● **YOUR OBJECTIVE**: The records that follow are to be reproduced exactly. Any pictures in them are left out.

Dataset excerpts
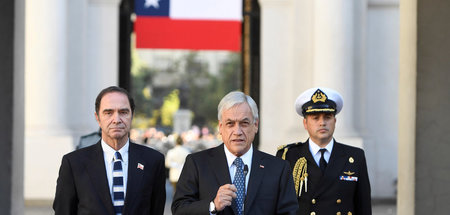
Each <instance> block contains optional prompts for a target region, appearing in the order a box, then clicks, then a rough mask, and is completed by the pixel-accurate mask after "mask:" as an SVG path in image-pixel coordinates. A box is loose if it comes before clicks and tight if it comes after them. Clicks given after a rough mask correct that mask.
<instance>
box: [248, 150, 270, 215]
mask: <svg viewBox="0 0 450 215" xmlns="http://www.w3.org/2000/svg"><path fill="white" fill-rule="evenodd" d="M264 166H265V163H264V157H263V155H262V153H261V152H259V151H258V150H256V149H253V157H252V169H251V170H250V178H249V180H248V188H247V197H246V198H245V205H244V211H249V208H251V206H252V204H253V201H254V200H255V198H256V195H257V194H258V190H259V186H260V185H261V182H262V180H263V178H264V173H265V171H264Z"/></svg>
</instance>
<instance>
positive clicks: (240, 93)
mask: <svg viewBox="0 0 450 215" xmlns="http://www.w3.org/2000/svg"><path fill="white" fill-rule="evenodd" d="M242 103H247V104H248V106H250V110H251V111H252V115H253V123H255V122H256V121H257V120H258V119H259V115H258V106H257V105H256V102H255V101H254V100H253V99H252V97H250V96H248V95H245V94H244V93H243V92H240V91H232V92H230V93H228V94H227V95H226V96H224V97H223V98H222V100H220V103H219V106H218V107H217V112H218V114H217V119H218V120H219V121H220V120H221V118H222V113H223V111H224V110H228V109H230V108H232V107H233V106H235V105H238V104H242Z"/></svg>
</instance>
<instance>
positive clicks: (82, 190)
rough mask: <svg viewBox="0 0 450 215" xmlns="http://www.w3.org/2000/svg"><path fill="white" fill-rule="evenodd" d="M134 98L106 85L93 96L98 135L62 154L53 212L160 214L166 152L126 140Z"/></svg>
mask: <svg viewBox="0 0 450 215" xmlns="http://www.w3.org/2000/svg"><path fill="white" fill-rule="evenodd" d="M134 107H135V105H134V101H133V98H132V97H131V96H130V95H129V94H128V92H127V91H126V90H125V89H122V88H119V87H114V86H113V87H108V88H106V89H104V90H102V91H101V92H100V93H99V95H98V96H97V99H96V101H95V118H96V119H97V122H98V124H99V126H100V128H101V130H102V138H101V140H100V141H99V142H98V143H97V144H95V145H92V146H89V147H86V148H83V149H80V150H76V151H74V152H71V153H69V154H66V155H64V157H63V158H62V163H61V167H60V170H59V177H58V180H57V186H56V195H55V200H54V202H53V209H54V210H55V214H56V215H58V214H61V215H68V214H92V215H101V214H105V215H111V214H116V215H117V214H124V215H125V214H130V215H136V214H152V215H153V214H158V215H162V214H163V213H164V205H165V200H166V193H165V172H164V171H165V168H164V156H163V155H162V154H161V153H159V152H157V151H155V150H153V149H150V148H148V147H145V146H141V145H137V144H135V143H132V142H130V140H129V138H128V137H129V131H130V127H131V121H132V118H133V113H134Z"/></svg>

● **SOLUTION TO THE PROBLEM**:
Each <instance> block contains optional prompts for a target region, appearing in the order a box, then clicks, then a rough mask, and is completed by the pixel-accurate mask after "mask:" as an SVG path in image-pixel coordinates. A box is loose if it comes before clicks and tight if it comes after them. Clicks given after a rough mask correct that mask.
<instance>
box: [248, 150, 270, 215]
mask: <svg viewBox="0 0 450 215" xmlns="http://www.w3.org/2000/svg"><path fill="white" fill-rule="evenodd" d="M264 166H265V163H264V157H263V155H262V153H261V152H259V151H258V150H256V149H253V157H252V169H251V170H250V178H249V180H248V188H247V197H246V198H245V205H244V211H249V208H251V206H252V204H253V201H254V200H255V198H256V195H257V194H258V190H259V186H260V185H261V182H262V180H263V178H264V173H265V171H264Z"/></svg>
</instance>
<instance>
positive clicks: (240, 93)
mask: <svg viewBox="0 0 450 215" xmlns="http://www.w3.org/2000/svg"><path fill="white" fill-rule="evenodd" d="M242 103H247V104H248V106H250V110H251V111H252V115H253V123H255V122H256V121H257V120H258V119H259V115H258V106H257V105H256V102H255V101H254V100H253V99H252V97H250V96H248V95H245V94H244V93H243V92H240V91H232V92H230V93H228V94H227V95H226V96H224V97H223V98H222V100H220V103H219V106H218V107H217V112H218V114H217V119H218V120H219V121H220V120H221V118H222V113H223V111H224V110H228V109H230V108H232V107H233V106H235V105H238V104H242Z"/></svg>
</instance>
<instance>
positive clicks: (82, 190)
rough mask: <svg viewBox="0 0 450 215" xmlns="http://www.w3.org/2000/svg"><path fill="white" fill-rule="evenodd" d="M134 98L106 85L93 96L98 135L62 154L53 212L160 214L166 152L126 140Z"/></svg>
mask: <svg viewBox="0 0 450 215" xmlns="http://www.w3.org/2000/svg"><path fill="white" fill-rule="evenodd" d="M134 107H135V105H134V101H133V98H132V97H131V96H130V95H129V94H128V92H127V91H126V90H125V89H122V88H119V87H114V86H113V87H108V88H106V89H104V90H102V91H101V92H100V93H99V95H98V96H97V99H96V101H95V118H96V119H97V122H98V124H99V126H100V128H101V130H102V138H101V140H100V141H99V142H98V143H97V144H95V145H92V146H89V147H86V148H83V149H80V150H76V151H74V152H71V153H69V154H66V155H64V157H63V158H62V163H61V167H60V170H59V177H58V180H57V186H56V195H55V200H54V202H53V209H54V210H55V214H56V215H58V214H61V215H68V214H92V215H101V214H105V215H111V214H116V215H117V214H124V215H125V214H130V215H136V214H152V215H153V214H158V215H162V214H163V213H164V205H165V200H166V193H165V172H164V171H165V168H164V156H163V155H162V154H161V153H159V152H157V151H155V150H153V149H150V148H148V147H145V146H141V145H137V144H135V143H132V142H130V140H129V138H128V137H129V131H130V127H131V121H132V118H133V113H134Z"/></svg>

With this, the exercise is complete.